▸ Work required
Copy out the lines starting at the one containing "Locate every wispy" and ending at the one containing "[193,0,236,32]", putting "clear sky" wherever "blue sky" appears and keeping everything else the same.

Entries for bounding box labeling:

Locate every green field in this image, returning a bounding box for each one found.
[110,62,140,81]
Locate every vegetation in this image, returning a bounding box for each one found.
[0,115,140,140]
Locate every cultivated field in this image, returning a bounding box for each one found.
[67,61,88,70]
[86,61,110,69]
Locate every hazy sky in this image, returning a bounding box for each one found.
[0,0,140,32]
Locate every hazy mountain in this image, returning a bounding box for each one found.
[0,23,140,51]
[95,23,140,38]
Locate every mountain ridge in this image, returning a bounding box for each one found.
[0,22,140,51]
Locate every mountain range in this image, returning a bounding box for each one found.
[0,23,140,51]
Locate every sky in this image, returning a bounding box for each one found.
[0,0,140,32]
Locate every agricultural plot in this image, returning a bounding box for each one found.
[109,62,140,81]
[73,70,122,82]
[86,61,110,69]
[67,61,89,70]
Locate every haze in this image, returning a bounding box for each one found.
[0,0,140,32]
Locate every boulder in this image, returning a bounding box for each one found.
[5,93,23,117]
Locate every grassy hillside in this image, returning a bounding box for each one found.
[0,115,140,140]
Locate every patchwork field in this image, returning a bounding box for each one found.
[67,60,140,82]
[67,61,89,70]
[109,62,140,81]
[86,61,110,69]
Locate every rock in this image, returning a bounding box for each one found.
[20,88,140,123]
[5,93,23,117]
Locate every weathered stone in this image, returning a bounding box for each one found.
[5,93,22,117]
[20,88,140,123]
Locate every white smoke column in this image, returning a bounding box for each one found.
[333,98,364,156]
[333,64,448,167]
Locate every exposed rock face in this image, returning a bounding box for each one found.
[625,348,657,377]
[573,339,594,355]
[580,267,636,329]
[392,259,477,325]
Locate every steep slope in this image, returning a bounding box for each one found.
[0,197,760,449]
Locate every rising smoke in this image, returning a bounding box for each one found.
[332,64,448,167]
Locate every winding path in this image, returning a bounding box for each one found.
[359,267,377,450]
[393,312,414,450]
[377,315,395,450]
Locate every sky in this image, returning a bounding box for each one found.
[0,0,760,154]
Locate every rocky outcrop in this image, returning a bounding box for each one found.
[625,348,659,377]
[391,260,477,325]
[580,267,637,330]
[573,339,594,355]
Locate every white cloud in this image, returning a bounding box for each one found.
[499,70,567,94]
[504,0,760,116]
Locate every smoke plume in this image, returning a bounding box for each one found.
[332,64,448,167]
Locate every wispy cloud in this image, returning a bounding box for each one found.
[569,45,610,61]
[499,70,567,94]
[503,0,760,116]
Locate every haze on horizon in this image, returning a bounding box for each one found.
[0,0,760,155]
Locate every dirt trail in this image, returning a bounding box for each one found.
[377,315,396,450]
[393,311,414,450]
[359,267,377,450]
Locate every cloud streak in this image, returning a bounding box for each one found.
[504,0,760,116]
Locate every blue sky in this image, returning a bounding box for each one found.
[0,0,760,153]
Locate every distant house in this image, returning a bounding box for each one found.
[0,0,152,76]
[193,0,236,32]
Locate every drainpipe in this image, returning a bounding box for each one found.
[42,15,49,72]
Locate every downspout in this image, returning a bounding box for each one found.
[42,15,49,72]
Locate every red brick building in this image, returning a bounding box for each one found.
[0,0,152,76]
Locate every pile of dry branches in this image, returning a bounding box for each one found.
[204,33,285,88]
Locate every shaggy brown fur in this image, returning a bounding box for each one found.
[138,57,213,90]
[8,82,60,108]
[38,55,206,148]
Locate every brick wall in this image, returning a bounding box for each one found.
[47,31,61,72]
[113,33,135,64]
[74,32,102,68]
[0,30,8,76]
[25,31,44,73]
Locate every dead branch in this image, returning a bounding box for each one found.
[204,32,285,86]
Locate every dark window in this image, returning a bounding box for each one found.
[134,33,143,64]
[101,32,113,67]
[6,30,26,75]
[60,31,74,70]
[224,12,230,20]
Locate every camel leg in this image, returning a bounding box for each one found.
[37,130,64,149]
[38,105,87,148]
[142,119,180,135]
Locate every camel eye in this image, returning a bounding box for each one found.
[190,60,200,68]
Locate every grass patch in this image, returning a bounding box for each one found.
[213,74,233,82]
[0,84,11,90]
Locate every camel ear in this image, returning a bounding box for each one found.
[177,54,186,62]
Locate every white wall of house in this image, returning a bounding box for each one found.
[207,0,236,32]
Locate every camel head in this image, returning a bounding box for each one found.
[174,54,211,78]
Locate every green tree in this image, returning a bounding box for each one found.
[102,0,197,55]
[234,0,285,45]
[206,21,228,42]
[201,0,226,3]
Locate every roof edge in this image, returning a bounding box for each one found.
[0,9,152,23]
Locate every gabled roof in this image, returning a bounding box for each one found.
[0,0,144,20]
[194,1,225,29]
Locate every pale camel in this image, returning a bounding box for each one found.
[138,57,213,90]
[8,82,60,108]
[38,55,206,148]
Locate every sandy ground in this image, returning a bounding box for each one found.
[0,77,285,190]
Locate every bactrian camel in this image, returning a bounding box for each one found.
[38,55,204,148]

▸ Completed exercise
Locate every wispy cloud in this image, returning a bounding box for each one found.
[569,45,610,61]
[499,70,567,94]
[503,0,760,116]
Locate every haze on horizon in this image, returning a bounding box for each one found.
[0,0,760,155]
Locate every dirt trail in this image, returning a bounding box for each one found.
[377,315,396,450]
[393,311,414,450]
[359,267,377,450]
Locate every cloud streak in this image, returning a bounding box for each one found.
[504,0,760,116]
Locate every clear sky in this image, returning a bounding box for each one found.
[0,0,760,153]
Locate every distant house in this image, returning a bounding box for each one found.
[0,0,152,76]
[193,0,236,32]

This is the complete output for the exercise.